Stored items from a collection:

☆ ☆ ☆ ☆ ☆ ☆ ☆

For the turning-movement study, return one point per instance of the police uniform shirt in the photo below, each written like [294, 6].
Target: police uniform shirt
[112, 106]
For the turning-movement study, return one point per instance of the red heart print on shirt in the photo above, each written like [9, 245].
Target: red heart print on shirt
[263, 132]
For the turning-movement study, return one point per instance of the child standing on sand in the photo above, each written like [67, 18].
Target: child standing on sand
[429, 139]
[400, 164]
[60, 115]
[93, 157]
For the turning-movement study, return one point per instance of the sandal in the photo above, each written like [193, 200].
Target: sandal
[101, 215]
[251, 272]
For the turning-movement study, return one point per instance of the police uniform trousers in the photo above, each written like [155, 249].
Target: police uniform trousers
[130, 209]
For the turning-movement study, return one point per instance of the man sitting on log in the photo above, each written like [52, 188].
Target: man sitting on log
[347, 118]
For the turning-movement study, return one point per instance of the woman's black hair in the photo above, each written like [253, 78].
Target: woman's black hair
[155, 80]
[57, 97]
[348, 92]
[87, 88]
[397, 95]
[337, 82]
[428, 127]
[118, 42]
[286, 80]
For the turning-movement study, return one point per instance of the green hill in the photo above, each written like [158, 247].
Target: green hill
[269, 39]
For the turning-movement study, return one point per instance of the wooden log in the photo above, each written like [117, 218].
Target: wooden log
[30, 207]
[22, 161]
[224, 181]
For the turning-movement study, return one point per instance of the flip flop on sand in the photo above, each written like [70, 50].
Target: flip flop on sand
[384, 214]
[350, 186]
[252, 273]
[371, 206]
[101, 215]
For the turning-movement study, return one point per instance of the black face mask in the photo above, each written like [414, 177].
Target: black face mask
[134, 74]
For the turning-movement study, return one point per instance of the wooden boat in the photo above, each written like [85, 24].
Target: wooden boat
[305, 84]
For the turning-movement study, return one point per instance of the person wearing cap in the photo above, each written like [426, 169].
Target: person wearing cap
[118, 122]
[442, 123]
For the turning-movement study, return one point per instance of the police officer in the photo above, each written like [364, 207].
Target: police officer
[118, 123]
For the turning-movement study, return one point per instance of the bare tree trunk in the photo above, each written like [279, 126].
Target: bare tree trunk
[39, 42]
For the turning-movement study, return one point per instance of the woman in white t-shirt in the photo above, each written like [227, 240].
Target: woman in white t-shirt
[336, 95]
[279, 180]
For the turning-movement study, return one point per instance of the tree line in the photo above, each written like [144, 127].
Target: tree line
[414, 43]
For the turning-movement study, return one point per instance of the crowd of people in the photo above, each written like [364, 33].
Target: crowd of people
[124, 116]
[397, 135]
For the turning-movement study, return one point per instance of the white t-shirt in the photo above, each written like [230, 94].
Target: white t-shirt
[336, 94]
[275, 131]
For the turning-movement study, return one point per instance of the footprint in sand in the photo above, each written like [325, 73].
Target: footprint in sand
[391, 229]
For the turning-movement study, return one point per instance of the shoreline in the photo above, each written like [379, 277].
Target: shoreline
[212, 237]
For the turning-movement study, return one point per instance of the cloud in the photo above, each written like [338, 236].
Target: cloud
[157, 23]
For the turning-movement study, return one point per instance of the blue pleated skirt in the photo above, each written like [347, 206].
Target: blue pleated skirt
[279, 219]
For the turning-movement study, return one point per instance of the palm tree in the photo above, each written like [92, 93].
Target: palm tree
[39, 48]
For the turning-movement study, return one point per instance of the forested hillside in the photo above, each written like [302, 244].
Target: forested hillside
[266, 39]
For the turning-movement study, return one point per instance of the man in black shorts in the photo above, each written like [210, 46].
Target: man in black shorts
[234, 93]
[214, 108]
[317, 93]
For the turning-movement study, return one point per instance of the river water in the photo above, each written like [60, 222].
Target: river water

☆ ☆ ☆ ☆ ☆ ☆ ☆

Reproduce each entry word for word.

▶ _SOLUTION TO THE EXERCISE_
For the turning-movement study, return one point per instance of the police uniform shirt in the photo below, each written like [294, 6].
Target: police uniform shirt
[112, 106]
For the turning-movement study, return one point per instance of the red heart print on shirt in the photo above, each written like [9, 245].
Target: red heart print on shirt
[263, 132]
For the turning-movement study, return one point per instance of the child standing on sand in the photo above, each written like [67, 18].
Target: child standing on sand
[429, 139]
[400, 164]
[60, 115]
[93, 157]
For the turning-movement study, return one point per instance of the sandal in the photo above, each written like [193, 200].
Target: sandal
[101, 215]
[251, 272]
For the turning-movement study, return one point per instance of the police uniform trousers in the photo above, each written like [155, 249].
Target: police uniform trousers
[130, 209]
For the turning-movement study, return one point per instance of the man sitting on log in the photo above, each written like [52, 188].
Target: man sitting on log
[347, 118]
For the turning-movement study, return one point per instance of the woman's black hair in the photo above, each written like [253, 78].
Target: woman's black hair
[155, 80]
[57, 97]
[348, 92]
[87, 88]
[397, 95]
[337, 82]
[428, 127]
[118, 42]
[286, 80]
For the turning-movement study, return one point per instance of the green hill in the photo above, each written like [158, 247].
Target: green hill
[269, 39]
For the turning-movement study, return one point per instance of the wooden log in the photo above, each written like [117, 218].
Target: wooden log
[30, 207]
[22, 161]
[224, 181]
For the turning-movement study, return one point per instance of the flip flop on sand in the photo above, each written like [70, 50].
Target: flip flop on sand
[384, 214]
[350, 186]
[252, 273]
[371, 206]
[101, 215]
For the turning-movement study, return one point per instance of the black face mask in the photo above, each written like [414, 177].
Target: black face mask
[134, 74]
For the turning-movement study, return one point per instance of the wooden boat in the photo above, each written like [85, 24].
Target: wooden boat
[305, 84]
For the turning-movement study, return one point per instance of the person wearing cap in the photo above, each written like [426, 169].
Target: person wearing cap
[118, 122]
[442, 123]
For the turning-movement study, return one point per instance of the police officer in the photo above, each written like [364, 207].
Target: police officer
[118, 123]
For the turning-movement study, return one point per instance of the bare tree trunk in the photo above, each written like [279, 126].
Target: bare tree trunk
[39, 42]
For the turning-movement study, return one point per instance of the woman in white t-shirt in the photo above, each written like [227, 240].
Target: woman in white t-shirt
[336, 95]
[279, 180]
For the turning-movement study, return one point per instance of the tree line in the photo above, each written like [144, 127].
Target: tree line
[414, 43]
For the turning-movement study, return one point per instance of the crowd of people in the photo above, each written like [364, 33].
Target: crowd of people
[124, 116]
[397, 135]
For the turning-movement study, return one point per instance of the white t-shirt in the photo above, each written like [230, 94].
Target: white t-shirt
[336, 94]
[275, 131]
For the turning-movement study, return one point per instance of the footprint in sand in the photo above, each written like [325, 73].
Target: footprint in sand
[391, 229]
For the turning-movement study, return one point per instance of the shoreline in the photo above, each written like [379, 277].
Target: shoreline
[212, 237]
For the turning-movement study, return one point per instance of the cloud in the photo above, each written like [338, 236].
Target: cloud
[157, 23]
For the turning-movement study, return one point per instance of the blue pleated skirt in the photo above, each written like [347, 206].
Target: blue pleated skirt
[279, 219]
For the turning-movement study, return one point per instance of the palm tree in the photo above, each written like [92, 93].
Target: palm tree
[39, 48]
For the turning-movement study, return one point per instance of the forested hillside in the photo above, each written like [302, 244].
Target: forested hillside
[266, 39]
For the turning-movement study, return one point per instance of the man in black shorts in the photo above, each written like [210, 46].
Target: man in black shorts
[234, 93]
[214, 108]
[317, 93]
For the turning-movement study, return one point per instance of the river water in the photo above, each written like [60, 222].
Target: river water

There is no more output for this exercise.